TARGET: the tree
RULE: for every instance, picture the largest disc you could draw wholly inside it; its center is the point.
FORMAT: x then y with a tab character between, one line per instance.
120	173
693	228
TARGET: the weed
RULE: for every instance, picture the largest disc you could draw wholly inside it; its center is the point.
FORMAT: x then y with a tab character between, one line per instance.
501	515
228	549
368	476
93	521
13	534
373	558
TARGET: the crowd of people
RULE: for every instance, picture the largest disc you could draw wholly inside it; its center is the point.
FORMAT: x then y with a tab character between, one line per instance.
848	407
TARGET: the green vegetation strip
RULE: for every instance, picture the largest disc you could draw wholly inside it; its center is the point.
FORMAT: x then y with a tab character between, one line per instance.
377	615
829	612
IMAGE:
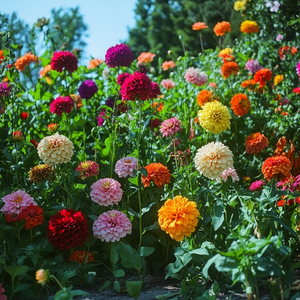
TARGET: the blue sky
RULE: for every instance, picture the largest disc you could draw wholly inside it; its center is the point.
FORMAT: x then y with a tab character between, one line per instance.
107	20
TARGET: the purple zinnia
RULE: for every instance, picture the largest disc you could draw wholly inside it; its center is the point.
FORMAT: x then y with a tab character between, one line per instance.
87	89
119	56
253	66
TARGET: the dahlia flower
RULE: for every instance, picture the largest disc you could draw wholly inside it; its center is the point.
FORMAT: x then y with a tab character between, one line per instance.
125	166
64	60
157	173
111	226
170	127
87	89
277	167
212	159
62	104
55	149
255	143
119	56
195	76
106	192
68	229
178	217
15	202
214	117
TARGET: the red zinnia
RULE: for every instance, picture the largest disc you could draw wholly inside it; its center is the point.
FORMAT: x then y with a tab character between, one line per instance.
67	229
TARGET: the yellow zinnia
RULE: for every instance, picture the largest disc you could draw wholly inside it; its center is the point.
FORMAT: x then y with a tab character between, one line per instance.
214	117
178	217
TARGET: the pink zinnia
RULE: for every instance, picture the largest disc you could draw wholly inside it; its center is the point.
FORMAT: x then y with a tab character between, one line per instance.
62	104
111	226
106	192
87	169
256	185
195	76
168	84
125	166
170	127
16	202
230	172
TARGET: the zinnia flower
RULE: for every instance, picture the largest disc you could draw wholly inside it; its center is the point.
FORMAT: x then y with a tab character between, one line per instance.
257	185
64	60
124	167
170	127
68	229
178	217
119	56
221	28
106	192
55	149
249	27
168	84
111	226
240	104
157	173
212	159
15	202
25	60
87	89
87	169
195	76
277	167
62	104
214	117
255	143
204	96
41	173
81	257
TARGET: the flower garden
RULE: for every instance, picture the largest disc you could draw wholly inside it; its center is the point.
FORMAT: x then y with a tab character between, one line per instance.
188	167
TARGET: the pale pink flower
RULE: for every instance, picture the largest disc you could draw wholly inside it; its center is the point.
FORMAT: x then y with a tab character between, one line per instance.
195	76
125	166
170	126
168	84
16	202
111	226
106	192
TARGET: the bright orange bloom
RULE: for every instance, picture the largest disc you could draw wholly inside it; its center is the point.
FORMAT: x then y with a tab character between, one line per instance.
249	27
81	256
199	26
221	28
256	142
94	63
204	96
229	68
25	60
178	217
168	65
277	167
240	104
146	57
158	173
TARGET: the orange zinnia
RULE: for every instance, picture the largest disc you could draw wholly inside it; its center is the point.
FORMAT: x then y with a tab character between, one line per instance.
199	26
221	28
204	96
168	65
240	104
229	68
25	60
178	217
158	173
256	142
277	167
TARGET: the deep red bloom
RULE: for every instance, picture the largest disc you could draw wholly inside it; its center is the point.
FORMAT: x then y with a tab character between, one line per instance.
67	229
64	60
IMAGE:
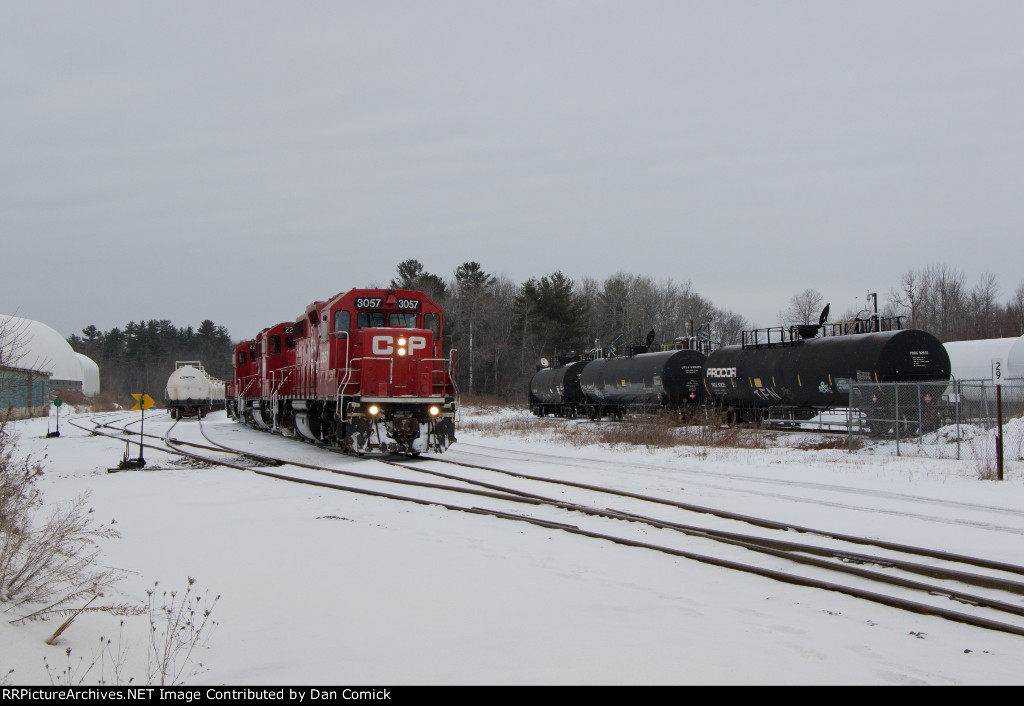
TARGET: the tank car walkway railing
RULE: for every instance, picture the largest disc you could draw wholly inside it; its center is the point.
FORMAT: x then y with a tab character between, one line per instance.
794	335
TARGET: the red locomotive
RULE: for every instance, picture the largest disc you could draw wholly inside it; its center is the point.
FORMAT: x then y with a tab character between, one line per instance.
364	371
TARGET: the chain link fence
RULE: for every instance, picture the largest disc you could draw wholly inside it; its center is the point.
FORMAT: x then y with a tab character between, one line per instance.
938	419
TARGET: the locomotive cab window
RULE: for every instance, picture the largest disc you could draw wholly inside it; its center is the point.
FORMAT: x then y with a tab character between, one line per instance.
433	322
401	321
342	322
370	320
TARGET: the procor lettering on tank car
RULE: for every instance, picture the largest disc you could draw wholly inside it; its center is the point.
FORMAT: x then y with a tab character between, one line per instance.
803	376
364	371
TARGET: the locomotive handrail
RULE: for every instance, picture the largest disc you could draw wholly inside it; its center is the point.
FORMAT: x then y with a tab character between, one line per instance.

■ EXERCISE DETAILS ■
The answer must be the full listing, restated word for word, with no pictures in it.

■ EXERCISE SOLUTION ■
TARGET: the tree
RULE: for every instance, picture the largest disc you could draw wholly inside it; its center is the point.
FORMAT: x then y with a tab character between, one line per instance.
120	173
693	228
TARGET: the weed
RULE: for every instance, picture the largest disc you could draw wholly inside it; its center is the point.
FORMAT: x then y with a tab character between, one line per instance.
501	515
228	549
368	476
93	521
13	534
373	558
TARGET: the crowd of people
RULE: for every instance, picture the largest disc you could draw wholly inside it; its center is the point.
FORMAT: x then y with a tab character between, one line per instance.
848	407
TARGET: the green vegetation strip
RULE: for every instance, picture the largest disc you could draw wholly inside it; its center is the point.
FORMAT: x then y with a tab character between, one line per instance.
377	615
829	612
IMAGE:
TARGET: the blue sky
RULE: for every instance, picture the largest disc you could draw wholly inside it; its center is the point.
FORMAT: x then y with a tab character between, one line per instance.
107	20
TARGET: the purple zinnia
RULE: for every instance, picture the largest disc you could draw wholly inside it; its center is the point.
FORMAT: x then y with a tab character between, one line per instance.
87	89
119	56
253	66
TARGET: the dahlia flower
RULE: for every instance, picture the largest disc you could draw wholly inside it; its center is the point.
FORMAT: x then y with a tab character between, one line per instance.
125	166
64	60
157	173
111	226
170	127
87	89
277	167
212	159
62	104
55	149
255	143
119	56
195	76
106	192
68	229
178	217
15	202
214	117
TARGET: the red zinnia
RULE: for every instance, picture the largest disc you could draw wholly inside it; its center is the point.
FORMAT: x then y with a tab character between, one line per instance.
67	229
TARGET: the yellow zinnia
RULE: for every instance, picture the largest disc you could draw wholly inside it; its center is the point.
FORMAT: x then y with a tab character between, one line per instance.
214	117
178	217
TARGET: the pink zinnia
RULE: for every instance, picture the largest disc you could draw wholly inside it; its center is the point.
FORMAT: x then y with a tab character between, one line per instance.
62	104
111	226
106	192
87	169
256	185
195	76
168	84
125	166
170	127
16	202
230	172
TARGET: the zinnia flower
RULE: for every instance, picture the largest disc you could draw wholly inside it; its center is the point.
FORMAT: x then y with a tab character between, one line per instance.
257	185
64	60
124	167
170	127
68	229
178	217
119	56
221	28
106	192
55	149
249	27
168	84
111	226
240	104
157	173
212	159
15	202
25	60
87	89
87	169
195	76
277	167
62	104
214	117
255	143
204	96
41	173
81	257
TARGET: the flower garden
RULE: for every instance, picture the largest disc you could draw wholly inside it; its center is the point.
FORMAT: x then y with a tab character between, one line per instance.
188	167
TARGET: the pale pink flower
RULE: for every instance, picture the largest disc you could draw wholly inside it; its center is the point.
FORMAT: x then y with a tab character between, one line per instance.
195	76
125	166
170	126
168	84
16	202
111	226
106	192
TARGET: the bright orange bloom
RULE: for every instance, picture the largest disc you could draw wholly inside it; its center is the point.
FORMAT: x then y with a tab character between, one line per instance.
249	27
81	256
199	26
221	28
256	142
94	63
204	96
229	68
25	60
178	217
168	65
277	167
240	104
146	57
158	173
TARGET: the orange zinnia
RULE: for every instance, picture the largest disc you could draw wholly inside it; its center is the point.
FORMAT: x then y with a tab character between, one line per instance.
199	26
221	28
204	96
168	65
240	104
229	68
25	60
178	217
158	173
256	142
277	167
TARGET: the deep red bloom
RULE: for every instance, picture the largest disc you could draw wholly inside it; its center is the point.
FORMAT: x then y with a tab character between, one line per instance.
67	229
64	60
IMAGE:
TARGET: the tank car walkway railing
RULE: for every instance, picture the largest disc you could draw wholly inside it; its center is the point.
FORMAT: x then y with a tab character between, one line per instance.
794	335
TARGET: the red locomotive
RULE: for every instance, picture the largest disc you could draw wholly inside it; its center is the point.
FORMAT: x then y with a tab character between, one line per instance.
364	371
TARGET: the chain link fence
RULE: for every instance, picture the largest disc you could draw wholly inside it; its center is the point.
FORMAT: x then y with a tab character between, one line per instance.
938	419
TARGET: the locomotive cab window
RULE: for every instance, picture the largest disc you could draw wholly inside it; its center is the point.
FORMAT: x then y with a tab character between, one line per instance.
433	322
401	321
342	322
370	320
TARGET: the procor lettering on tank car
RULE: for every instance, picture the largest disc you could draw wholly inside it; its center is the point.
FORMAT: x then y with a tab character between, one line per instance.
803	376
364	371
TARGET: the locomotive handrail
RULE: for every instance, picture the largest disc you could draw wholly inside it; its center is the point.
FORMAT: x then y with a tab character between, one line per instance.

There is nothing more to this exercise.